### [WORK TASK]
Quote the filesystem discussion word for word, starting with "From the 2nd" and going on through "watch in 2016.".

### [DOCUMENT SEGMENT]
:::::

Yes, it is a thing people do. The problem is, those non-technical people do not understand on-disk formats. (Nowadays, most USB sticks come preformatted as ExFAT.) There are also offline and low bandwidth situations. In healthcare it's common too thanks to HIPAA and nervous hospitals: let's say a patient wants to transfer a set of MRI or CT scan images/videos (typically provided on CD or DVD, in which case it's ISO9660, but sometimes USB stick - hopefully ExFAT but sometimes worse).


APFS is targeted to run on low-powered devices like the Apple Watch. It may be that the alternatives cannot be made suitable for such devices: ZFS is famously memory hungry, HAMMER says it's not designed for < 50GB devices.


ZFS requires a lot of ram to enable on line deduplication.

From Freebsd Mastery: ZFS Pg 135

"For a rough-and-dirty approximation, you can assume that 1 TB of deduplicated data uses about 5 GB of RAM. You can more closely approximate memory needs for your particular data by looking at your data pool and doing some math. We recommend always doing the math and computing how much RAM your data needs, then using the most pessimistic result. If the math gives you a number above 5 GB, use your math. If not, assume 5 GB per terabyte."

Otherwise I think this is like the myth that ZFS requires expensive ECC ram whereas ECC ram is recommended for any filesystem and zfs needs it no more nor less.


From the 2nd edition of "The Design and Implementation of the FreeBSD Operating System"

ZFS, Pg 549

" However it is not designed for or well suited to run on resource constrained systems using 32 bit CPUs with less than 8 Gbyte of memory and one small nearly full disk, which is typical of many embedded systems "


Even mobile cpus will be all 64 bit before long and it seemed to run great with 4gb others reported success on systems with 2gb. Meanwhile ram available in all sorts of devices is ever increasing.

What fs a laptop/workstation uses shouldn't be determined by whats suitable for a watch in 2016.

:::::

### [RECORD EXTRACTS]

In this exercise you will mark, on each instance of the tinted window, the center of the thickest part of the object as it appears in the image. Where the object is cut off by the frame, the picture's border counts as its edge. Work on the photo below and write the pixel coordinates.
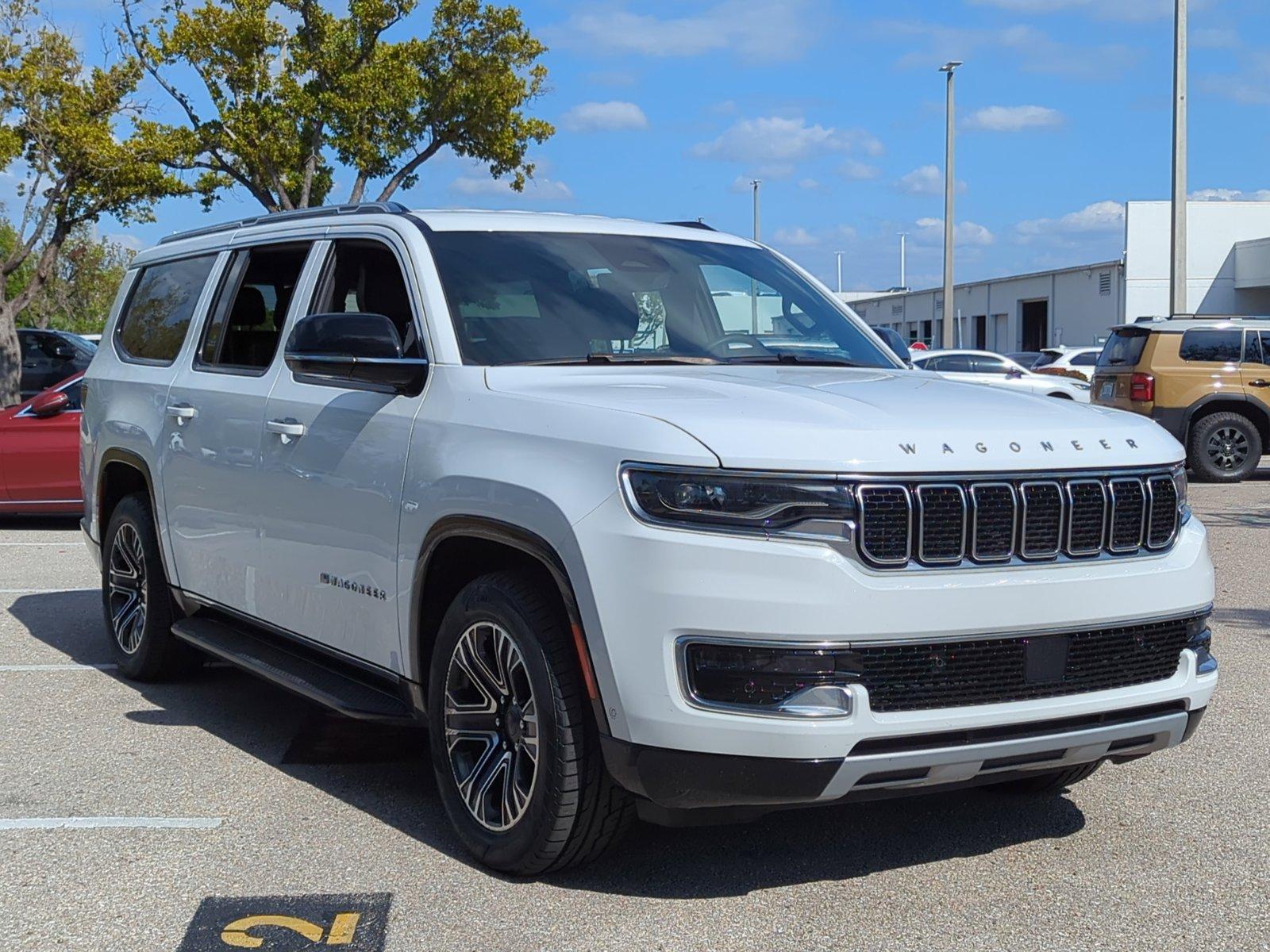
(247, 324)
(524, 298)
(1123, 348)
(160, 308)
(366, 277)
(1213, 346)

:::::

### [EXPECTED ANSWER]
From the 2nd edition of "The Design and Implementation of the FreeBSD Operating System"

ZFS, Pg 549

" However it is not designed for or well suited to run on resource constrained systems using 32 bit CPUs with less than 8 Gbyte of memory and one small nearly full disk, which is typical of many embedded systems "


Even mobile cpus will be all 64 bit before long and it seemed to run great with 4gb others reported success on systems with 2gb. Meanwhile ram available in all sorts of devices is ever increasing.

What fs a laptop/workstation uses shouldn't be determined by whats suitable for a watch in 2016.